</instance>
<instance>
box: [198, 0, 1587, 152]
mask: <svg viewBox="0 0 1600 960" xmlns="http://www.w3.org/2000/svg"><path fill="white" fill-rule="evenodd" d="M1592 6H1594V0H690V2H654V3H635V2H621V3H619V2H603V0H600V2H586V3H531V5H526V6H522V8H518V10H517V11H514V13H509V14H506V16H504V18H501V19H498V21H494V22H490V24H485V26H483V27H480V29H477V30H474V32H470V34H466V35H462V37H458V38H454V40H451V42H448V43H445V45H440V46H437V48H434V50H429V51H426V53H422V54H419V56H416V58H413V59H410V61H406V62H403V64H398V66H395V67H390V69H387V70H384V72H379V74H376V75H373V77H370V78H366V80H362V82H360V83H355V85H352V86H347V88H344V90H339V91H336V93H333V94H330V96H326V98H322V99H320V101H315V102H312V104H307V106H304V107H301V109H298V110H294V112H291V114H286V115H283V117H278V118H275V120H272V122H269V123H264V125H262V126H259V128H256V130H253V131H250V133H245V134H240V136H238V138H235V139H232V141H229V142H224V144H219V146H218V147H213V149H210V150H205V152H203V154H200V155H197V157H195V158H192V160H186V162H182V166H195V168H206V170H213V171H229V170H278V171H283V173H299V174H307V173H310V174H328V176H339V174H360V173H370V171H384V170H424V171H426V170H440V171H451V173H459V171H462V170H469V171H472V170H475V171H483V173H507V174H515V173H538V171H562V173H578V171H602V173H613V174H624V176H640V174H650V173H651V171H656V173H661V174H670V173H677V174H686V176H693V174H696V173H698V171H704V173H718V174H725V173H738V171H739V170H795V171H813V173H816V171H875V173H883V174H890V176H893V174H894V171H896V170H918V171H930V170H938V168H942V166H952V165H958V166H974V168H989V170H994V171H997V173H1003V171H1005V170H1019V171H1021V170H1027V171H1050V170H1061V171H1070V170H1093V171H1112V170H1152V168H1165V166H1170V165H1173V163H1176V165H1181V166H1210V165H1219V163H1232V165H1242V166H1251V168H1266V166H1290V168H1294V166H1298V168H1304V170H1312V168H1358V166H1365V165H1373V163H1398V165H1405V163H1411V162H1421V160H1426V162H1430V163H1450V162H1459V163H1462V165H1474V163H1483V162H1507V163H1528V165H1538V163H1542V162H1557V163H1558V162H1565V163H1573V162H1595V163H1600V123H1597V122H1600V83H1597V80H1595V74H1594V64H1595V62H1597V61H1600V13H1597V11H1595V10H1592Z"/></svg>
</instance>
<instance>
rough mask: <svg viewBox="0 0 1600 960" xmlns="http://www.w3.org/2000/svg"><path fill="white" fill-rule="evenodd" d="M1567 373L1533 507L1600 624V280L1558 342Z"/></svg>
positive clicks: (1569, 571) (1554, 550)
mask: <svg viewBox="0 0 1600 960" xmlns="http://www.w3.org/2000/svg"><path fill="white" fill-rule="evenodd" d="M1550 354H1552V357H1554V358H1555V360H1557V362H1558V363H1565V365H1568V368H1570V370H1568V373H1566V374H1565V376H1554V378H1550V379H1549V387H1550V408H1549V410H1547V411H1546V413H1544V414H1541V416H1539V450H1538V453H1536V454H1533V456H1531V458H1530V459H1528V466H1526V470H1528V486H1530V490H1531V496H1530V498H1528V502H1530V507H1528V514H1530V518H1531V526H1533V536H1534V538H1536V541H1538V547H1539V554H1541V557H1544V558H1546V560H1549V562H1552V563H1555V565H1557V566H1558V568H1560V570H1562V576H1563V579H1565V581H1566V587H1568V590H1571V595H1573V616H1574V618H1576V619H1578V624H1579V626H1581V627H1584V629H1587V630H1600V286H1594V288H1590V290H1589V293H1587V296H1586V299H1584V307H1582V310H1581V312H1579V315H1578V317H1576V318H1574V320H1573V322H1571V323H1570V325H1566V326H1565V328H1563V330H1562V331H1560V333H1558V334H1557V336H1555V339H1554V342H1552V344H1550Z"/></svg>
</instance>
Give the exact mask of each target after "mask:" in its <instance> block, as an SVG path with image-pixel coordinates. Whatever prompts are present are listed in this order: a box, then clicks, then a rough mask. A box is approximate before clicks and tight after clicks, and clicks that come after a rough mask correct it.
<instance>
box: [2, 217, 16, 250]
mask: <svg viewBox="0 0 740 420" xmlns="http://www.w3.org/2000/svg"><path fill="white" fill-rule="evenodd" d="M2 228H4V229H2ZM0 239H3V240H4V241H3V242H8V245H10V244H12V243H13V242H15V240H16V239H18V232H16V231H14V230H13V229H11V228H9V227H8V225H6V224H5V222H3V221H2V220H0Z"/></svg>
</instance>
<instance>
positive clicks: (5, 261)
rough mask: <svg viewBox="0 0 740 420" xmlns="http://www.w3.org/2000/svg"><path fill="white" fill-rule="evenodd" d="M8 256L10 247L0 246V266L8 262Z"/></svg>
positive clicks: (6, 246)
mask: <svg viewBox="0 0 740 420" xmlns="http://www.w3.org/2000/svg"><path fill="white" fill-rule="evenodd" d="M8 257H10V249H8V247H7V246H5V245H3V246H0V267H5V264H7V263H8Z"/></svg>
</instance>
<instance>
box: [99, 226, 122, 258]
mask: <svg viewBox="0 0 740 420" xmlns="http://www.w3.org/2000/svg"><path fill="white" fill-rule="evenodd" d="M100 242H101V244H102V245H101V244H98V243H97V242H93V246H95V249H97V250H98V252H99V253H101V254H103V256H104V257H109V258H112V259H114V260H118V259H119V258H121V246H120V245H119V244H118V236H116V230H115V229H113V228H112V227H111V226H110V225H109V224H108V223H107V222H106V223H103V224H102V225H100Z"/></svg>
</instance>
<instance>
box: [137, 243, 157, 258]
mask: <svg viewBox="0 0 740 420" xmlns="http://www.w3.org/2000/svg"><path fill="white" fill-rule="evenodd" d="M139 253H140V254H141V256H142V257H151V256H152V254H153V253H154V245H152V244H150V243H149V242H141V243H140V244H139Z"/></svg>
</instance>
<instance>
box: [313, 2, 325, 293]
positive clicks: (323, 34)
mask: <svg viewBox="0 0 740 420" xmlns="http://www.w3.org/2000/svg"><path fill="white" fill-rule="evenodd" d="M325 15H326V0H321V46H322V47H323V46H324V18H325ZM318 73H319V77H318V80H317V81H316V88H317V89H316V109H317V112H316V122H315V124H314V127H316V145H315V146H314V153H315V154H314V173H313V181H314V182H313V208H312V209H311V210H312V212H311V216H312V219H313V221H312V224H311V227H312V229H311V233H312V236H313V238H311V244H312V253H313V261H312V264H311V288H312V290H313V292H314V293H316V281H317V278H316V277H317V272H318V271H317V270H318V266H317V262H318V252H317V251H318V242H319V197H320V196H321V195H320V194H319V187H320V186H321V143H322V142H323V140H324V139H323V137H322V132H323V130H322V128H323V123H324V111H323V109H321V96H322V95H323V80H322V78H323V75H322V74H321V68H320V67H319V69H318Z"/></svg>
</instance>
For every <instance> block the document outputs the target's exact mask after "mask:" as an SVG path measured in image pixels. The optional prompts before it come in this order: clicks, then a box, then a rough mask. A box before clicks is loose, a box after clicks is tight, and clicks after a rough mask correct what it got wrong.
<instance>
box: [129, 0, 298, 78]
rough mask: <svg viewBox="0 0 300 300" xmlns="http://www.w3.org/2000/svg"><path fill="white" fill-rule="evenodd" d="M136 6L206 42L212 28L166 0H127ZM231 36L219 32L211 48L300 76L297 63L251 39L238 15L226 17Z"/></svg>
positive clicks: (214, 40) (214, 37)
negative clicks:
+++++
REQUEST
Which lines of the material above contain the word "then"? Pull out each of them in full.

PROBLEM SOLUTION
Give the exact mask of each target after "mask:" in its <instance> block, as an SVG path with image-pixel coordinates. Whatever prompts are present are listed in this order: a box, then clicks, then a rough mask. A box is approximate before clicks and tight after clicks, and clicks that come after a rough mask correct it.
For every <instance> block the document outputs the target's exact mask after "mask:" as an SVG path measured in image pixels. The optional prompts before it come in this order: clicks, then a box, then a rough mask. A box before clicks is loose, a box after clicks is tight, and clicks after a rough mask correct what it got wrong.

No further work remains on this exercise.